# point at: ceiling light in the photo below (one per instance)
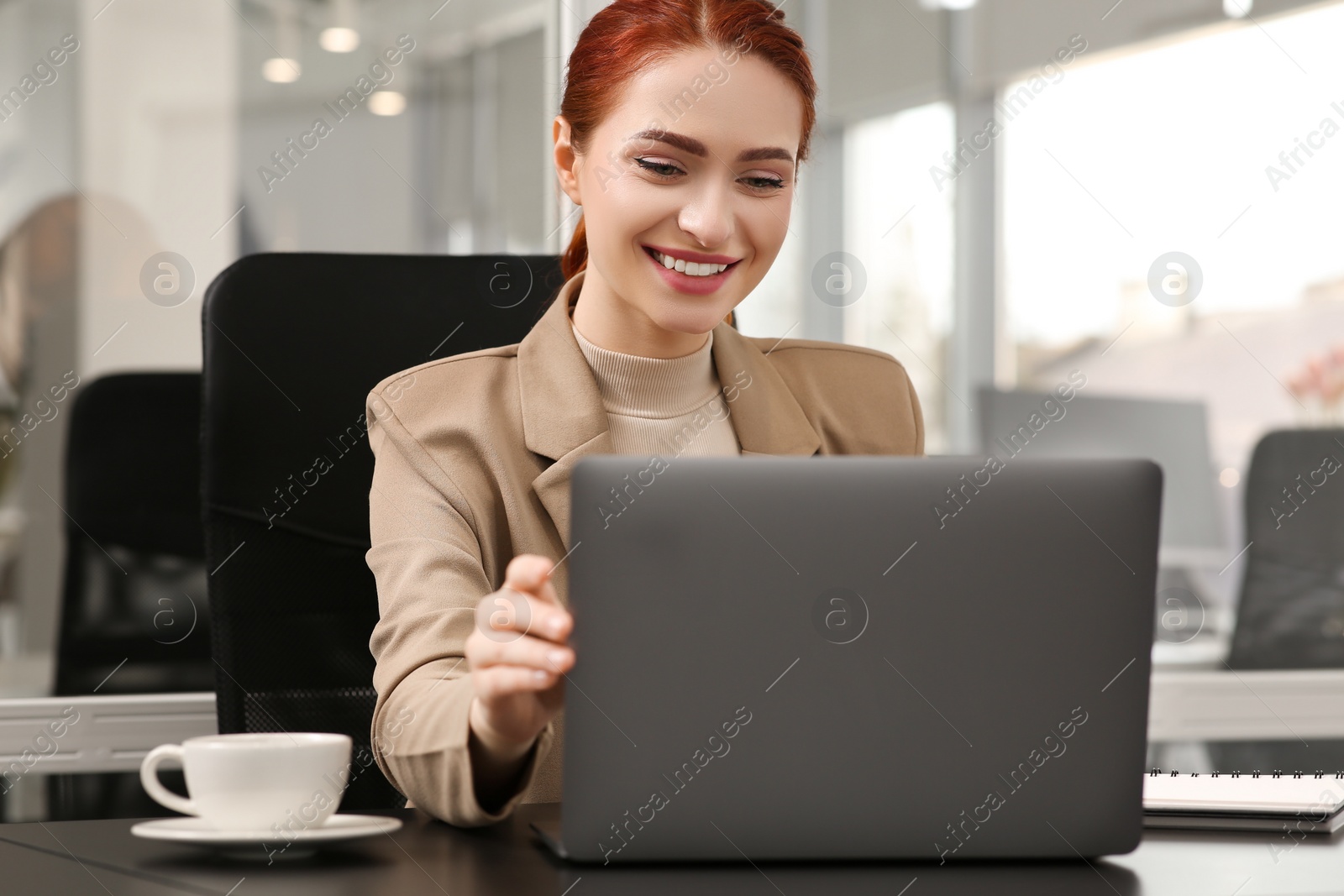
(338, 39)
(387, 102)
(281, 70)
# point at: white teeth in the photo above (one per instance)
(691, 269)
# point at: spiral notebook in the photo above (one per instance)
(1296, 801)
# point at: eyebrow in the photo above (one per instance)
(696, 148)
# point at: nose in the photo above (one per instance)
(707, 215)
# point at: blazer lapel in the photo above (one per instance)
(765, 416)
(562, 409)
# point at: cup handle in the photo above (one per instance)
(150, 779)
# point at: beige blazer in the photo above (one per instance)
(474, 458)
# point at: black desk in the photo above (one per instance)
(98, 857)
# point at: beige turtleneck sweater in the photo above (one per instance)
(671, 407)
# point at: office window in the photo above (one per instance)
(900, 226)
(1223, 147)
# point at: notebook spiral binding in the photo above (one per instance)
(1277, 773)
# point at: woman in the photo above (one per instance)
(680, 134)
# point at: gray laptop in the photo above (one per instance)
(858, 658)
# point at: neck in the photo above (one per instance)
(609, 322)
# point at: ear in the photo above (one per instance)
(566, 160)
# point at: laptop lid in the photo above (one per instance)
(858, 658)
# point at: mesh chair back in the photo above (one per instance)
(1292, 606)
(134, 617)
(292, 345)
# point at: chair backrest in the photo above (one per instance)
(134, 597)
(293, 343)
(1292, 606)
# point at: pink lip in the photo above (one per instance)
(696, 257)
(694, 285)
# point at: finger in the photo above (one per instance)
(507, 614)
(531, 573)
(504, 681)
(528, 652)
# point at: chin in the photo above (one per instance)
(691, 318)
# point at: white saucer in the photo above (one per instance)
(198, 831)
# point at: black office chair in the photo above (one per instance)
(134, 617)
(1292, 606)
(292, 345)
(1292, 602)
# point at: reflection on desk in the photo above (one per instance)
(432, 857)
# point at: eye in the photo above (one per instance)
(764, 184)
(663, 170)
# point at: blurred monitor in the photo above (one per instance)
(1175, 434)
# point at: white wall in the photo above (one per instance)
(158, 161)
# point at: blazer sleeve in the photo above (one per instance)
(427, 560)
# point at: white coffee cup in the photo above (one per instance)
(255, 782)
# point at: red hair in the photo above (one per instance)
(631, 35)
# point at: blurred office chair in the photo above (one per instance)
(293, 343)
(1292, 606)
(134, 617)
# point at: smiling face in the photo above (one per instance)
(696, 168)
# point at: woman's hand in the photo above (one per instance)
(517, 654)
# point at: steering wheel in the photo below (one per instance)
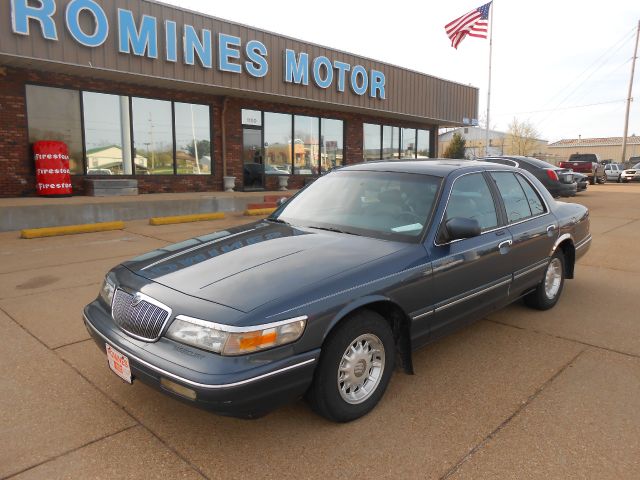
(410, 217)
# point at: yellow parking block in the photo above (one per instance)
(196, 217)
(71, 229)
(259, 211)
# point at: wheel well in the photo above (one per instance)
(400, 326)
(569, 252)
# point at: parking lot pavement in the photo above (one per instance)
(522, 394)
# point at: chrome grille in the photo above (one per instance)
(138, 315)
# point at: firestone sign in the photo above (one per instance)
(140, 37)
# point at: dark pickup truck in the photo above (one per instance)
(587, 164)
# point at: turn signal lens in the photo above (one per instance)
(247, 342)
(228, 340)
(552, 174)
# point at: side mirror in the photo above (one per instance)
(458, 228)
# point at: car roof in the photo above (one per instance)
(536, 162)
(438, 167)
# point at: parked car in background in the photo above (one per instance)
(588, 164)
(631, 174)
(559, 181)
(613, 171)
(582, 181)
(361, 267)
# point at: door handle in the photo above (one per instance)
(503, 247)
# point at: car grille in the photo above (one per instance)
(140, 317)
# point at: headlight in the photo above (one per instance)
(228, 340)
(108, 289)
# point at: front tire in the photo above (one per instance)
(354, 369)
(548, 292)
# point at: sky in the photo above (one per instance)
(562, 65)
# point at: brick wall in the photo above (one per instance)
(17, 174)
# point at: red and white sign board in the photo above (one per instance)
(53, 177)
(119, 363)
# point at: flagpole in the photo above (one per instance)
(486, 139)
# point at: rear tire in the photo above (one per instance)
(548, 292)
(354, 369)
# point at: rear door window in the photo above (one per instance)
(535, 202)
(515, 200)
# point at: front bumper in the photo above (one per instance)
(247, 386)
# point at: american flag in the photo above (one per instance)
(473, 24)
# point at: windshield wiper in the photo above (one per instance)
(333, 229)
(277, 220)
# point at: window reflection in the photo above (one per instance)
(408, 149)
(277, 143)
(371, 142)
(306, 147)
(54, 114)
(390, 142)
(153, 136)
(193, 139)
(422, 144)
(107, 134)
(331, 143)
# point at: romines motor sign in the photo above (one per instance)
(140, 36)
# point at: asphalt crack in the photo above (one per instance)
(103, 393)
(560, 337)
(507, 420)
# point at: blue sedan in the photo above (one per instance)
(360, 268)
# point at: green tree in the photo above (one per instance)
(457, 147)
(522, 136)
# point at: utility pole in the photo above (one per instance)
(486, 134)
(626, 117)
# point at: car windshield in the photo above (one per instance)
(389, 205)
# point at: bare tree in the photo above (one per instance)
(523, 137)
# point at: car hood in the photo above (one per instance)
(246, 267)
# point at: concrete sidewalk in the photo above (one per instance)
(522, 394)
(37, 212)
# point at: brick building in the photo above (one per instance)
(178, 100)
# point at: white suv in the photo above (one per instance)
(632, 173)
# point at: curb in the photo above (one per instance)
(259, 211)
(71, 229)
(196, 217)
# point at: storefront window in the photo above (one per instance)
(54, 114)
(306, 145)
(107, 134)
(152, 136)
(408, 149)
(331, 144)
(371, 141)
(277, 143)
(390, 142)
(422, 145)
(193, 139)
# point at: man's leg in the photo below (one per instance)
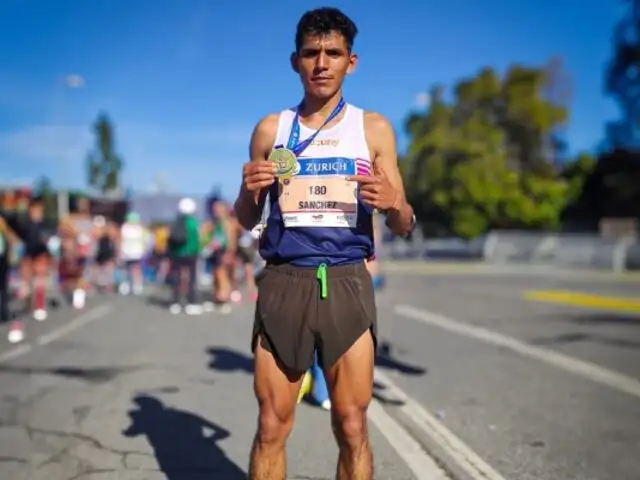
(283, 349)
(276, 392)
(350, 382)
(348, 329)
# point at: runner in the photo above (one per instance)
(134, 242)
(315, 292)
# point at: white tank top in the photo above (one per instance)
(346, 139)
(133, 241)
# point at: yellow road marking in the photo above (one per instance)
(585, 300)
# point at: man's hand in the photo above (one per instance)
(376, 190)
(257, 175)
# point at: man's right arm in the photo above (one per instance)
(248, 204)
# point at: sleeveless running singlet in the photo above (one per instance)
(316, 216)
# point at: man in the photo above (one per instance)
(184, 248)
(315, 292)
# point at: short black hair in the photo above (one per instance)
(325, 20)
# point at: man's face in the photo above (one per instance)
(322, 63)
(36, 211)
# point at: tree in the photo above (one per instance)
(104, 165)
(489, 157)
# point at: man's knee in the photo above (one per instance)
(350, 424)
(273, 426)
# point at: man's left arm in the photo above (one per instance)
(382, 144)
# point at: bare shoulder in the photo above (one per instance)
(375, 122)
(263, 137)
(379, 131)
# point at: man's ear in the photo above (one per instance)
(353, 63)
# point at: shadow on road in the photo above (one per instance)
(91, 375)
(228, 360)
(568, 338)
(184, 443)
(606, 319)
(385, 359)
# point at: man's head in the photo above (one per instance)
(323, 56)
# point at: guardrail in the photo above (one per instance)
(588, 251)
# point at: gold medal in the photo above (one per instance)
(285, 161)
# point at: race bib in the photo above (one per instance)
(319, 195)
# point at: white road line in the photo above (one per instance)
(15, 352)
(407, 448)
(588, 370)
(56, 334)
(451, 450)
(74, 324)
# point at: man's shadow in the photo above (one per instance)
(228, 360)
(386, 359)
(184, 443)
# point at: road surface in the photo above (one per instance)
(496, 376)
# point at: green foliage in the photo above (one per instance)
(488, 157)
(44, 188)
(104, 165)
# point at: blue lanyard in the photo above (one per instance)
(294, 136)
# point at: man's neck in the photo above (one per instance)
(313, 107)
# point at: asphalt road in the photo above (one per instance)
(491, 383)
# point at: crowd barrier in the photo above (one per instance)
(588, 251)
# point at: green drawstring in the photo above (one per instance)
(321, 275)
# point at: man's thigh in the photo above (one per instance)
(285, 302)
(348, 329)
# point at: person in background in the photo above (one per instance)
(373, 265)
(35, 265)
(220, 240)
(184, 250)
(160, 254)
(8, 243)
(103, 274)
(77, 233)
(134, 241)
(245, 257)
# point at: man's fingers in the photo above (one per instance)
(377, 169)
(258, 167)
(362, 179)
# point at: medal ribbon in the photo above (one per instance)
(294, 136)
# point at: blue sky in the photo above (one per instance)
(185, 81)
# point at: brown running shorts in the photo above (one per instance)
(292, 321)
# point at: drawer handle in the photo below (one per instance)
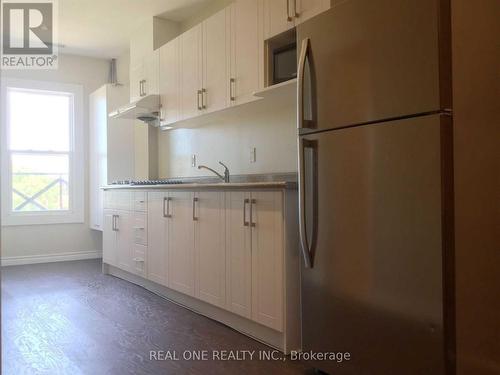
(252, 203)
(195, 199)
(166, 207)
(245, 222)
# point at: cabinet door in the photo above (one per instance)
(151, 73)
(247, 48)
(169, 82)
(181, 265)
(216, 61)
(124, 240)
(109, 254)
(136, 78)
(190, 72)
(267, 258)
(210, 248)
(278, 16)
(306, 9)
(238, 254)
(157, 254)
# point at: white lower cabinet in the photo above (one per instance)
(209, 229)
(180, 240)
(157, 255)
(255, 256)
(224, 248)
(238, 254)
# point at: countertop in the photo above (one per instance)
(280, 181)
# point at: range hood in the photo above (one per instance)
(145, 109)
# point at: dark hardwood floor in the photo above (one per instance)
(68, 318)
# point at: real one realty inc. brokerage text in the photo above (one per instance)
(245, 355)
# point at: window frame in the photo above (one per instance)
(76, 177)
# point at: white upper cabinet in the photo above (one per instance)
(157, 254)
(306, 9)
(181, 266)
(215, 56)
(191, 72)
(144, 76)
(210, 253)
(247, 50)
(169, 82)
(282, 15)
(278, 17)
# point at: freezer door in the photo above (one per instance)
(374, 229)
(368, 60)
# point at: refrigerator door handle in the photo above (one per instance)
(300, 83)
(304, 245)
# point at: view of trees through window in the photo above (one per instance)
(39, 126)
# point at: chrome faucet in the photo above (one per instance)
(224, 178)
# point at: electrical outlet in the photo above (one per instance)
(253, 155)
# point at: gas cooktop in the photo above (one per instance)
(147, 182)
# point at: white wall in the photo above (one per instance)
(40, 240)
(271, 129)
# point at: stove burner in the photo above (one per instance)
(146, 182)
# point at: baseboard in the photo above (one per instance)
• • • • •
#### WHAT YOU WILL DO:
Print again, word for word, every line from the line with "# point at: man's fingers" to the final line of the records, inclusive; skip the pictures.

#### SOLUTION:
# point at: man's fingers in the photo above (one per instance)
(377, 169)
(258, 167)
(362, 179)
# point at: medal ribbon in the photo above (one per instance)
(294, 136)
# point at: blue sky in the photo above (one per instance)
(185, 81)
# point at: brown running shorts in the photo above (one per instance)
(292, 321)
# point at: drawer handle in the photo below (one per instance)
(252, 203)
(195, 199)
(166, 207)
(245, 222)
# point at: cabinet door in the photo above (one per instance)
(151, 73)
(247, 48)
(169, 82)
(181, 265)
(216, 61)
(124, 240)
(109, 254)
(136, 78)
(190, 72)
(267, 258)
(210, 248)
(278, 16)
(306, 9)
(238, 254)
(157, 254)
# point at: white lower cabinet in the photo above (one per instance)
(209, 229)
(180, 240)
(157, 255)
(255, 256)
(224, 248)
(238, 254)
# point at: countertop in the photo above (one per instance)
(280, 181)
# point at: range hood in the photo above (one per instance)
(145, 109)
# point at: dark hardwood floor in the photo above (one per instance)
(68, 318)
# point at: real one realty inc. brokerage text in the photo above (one per instance)
(245, 355)
# point at: window frame in the photo above (one per instance)
(76, 177)
# point at: white upper cabinet in the photo above (one per instance)
(157, 254)
(306, 9)
(181, 266)
(215, 56)
(191, 72)
(144, 76)
(210, 253)
(247, 50)
(169, 82)
(282, 15)
(278, 17)
# point at: freezer door in the photo above (one per instance)
(374, 229)
(368, 60)
# point at: refrigerator door handle in the photo above (one per instance)
(300, 83)
(304, 245)
# point at: view of trees through window in the photo above (one per instance)
(39, 126)
# point at: chrome faucet in the photo above (one per instance)
(224, 178)
# point at: electrical outlet in the photo above (one per instance)
(253, 155)
# point at: gas cooktop in the photo above (one per instance)
(147, 182)
# point at: white wall in the photo above (one per instance)
(40, 240)
(271, 129)
# point at: stove burner in the photo above (one per instance)
(146, 182)
# point at: baseboard in the photo above (one per instance)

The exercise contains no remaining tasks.